• Supplied passage
# Moving to Canada



## Paul Purewal (Aug 6, 2008)

Moving to another country is a major step in life that can be both exciting and stressful at the same time.There are a few ways to eliminate your anxiety from your move by preparing and learning a few simple facts. Here are a few helpful tips:

Pre-Move Planning Pre-move planning is critical for making your move both successful and enjoyable. Consider the following one month prior to your departure for Canada:

Sell or get rid of unnecessary belongings. 
Get estimates from shipping companies. Decide on the shipping method to suit your needs, timeframes and budget. 
Get estimates for pet shipping services. An air-worthy animal crate will need to be ordered and is custom built to your pet’s specific measurements. Each airline has a different policy on the transportation of live animals. Contact your airline of choice directly for costs/regulations/shipping requirements for your pet. 
Gather up all of the required documentation you will need on landing in Canada and within the first few weeks after your arrival. 
Know where you are going! Canada is an immense country, being the second largest country in the world. Many newcomers are not familiar with the geography of Canada and do not have a true appreciation of its vast size and the diversity of its people, its landscape and its climate from coast to coast. When you are choosing your settlement destination, decide whether the following factors, such as strength of the local job market, cost of living, access to affordable housing, weather patterns and basing your decision on arbitrary factors. Your choice of destination can have an enormous impact on the success of your settlement and your future in Canada. Find out about at least three Canadian destinations and research the areas in detail before choosing where to finally settle. Look for destinations that will benefit you and will fit into your type of lifestyle.

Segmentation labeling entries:

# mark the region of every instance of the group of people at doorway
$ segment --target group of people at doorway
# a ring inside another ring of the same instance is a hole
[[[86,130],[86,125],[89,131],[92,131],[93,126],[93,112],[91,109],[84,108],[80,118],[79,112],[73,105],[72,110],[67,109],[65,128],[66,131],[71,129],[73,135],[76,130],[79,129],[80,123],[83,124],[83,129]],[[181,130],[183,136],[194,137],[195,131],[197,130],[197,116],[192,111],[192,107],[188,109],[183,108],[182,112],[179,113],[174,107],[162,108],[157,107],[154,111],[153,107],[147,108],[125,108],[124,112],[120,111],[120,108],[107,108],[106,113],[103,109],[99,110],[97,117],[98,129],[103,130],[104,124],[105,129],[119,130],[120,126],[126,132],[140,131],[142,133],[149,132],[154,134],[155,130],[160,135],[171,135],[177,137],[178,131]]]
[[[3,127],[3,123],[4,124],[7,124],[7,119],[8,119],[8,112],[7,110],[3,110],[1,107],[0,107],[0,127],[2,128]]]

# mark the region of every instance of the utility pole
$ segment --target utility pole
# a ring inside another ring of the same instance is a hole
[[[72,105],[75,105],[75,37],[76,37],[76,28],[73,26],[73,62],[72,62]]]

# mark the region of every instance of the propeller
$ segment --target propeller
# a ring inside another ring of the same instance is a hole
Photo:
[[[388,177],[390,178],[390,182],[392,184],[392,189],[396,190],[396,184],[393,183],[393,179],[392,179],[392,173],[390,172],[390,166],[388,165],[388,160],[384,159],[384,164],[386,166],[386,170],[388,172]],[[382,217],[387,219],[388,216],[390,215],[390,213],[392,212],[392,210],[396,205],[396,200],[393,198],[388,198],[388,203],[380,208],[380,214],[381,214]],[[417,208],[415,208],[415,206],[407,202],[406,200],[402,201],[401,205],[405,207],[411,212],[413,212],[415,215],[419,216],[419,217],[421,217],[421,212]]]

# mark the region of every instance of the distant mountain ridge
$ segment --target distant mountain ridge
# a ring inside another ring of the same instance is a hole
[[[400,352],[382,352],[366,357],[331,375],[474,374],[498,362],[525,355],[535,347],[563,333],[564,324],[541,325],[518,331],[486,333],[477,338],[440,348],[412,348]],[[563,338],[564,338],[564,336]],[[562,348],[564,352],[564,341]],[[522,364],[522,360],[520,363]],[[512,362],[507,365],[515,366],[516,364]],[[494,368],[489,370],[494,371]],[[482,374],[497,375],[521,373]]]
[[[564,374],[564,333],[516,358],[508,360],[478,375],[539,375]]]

• Task list
1. According to the moving-to-Canada post, why should newcomers research their settlement destination before choosing where to live?
2. Recast the records as a Markdown table with the columns No. and Line, starting with the line that contains "# mark the region of every instance of the distant" and going on through the end of the records, leaving out blank lines.

• Answers to the tasks
1. Canada is the second largest country in the world, and many newcomers don't know its geography or how much its people, landscape and climate vary from coast to coast. The destination they choose can have an enormous impact on how well they settle and on their future in Canada.

2.
| No. | Line |
|---|---|
| 1 | # mark the region of every instance of the distant mountain ridge |
| 2 | $ segment --target distant mountain ridge |
| 3 | # a ring inside another ring of the same instance is a hole |
| 4 | [[[400,352],[382,352],[366,357],[331,375],[474,374],[498,362],[525,355],[535,347],[563,333],[564,324],[541,325],[518,331],[486,333],[477,338],[440,348],[412,348]],[[563,338],[564,338],[564,336]],[[562,348],[564,352],[564,341]],[[522,364],[522,360],[520,363]],[[512,362],[507,365],[515,366],[516,364]],[[494,368],[489,370],[494,371]],[[482,374],[497,375],[521,373]]] |
| 5 | [[[564,374],[564,333],[516,358],[508,360],[478,375],[539,375]]] |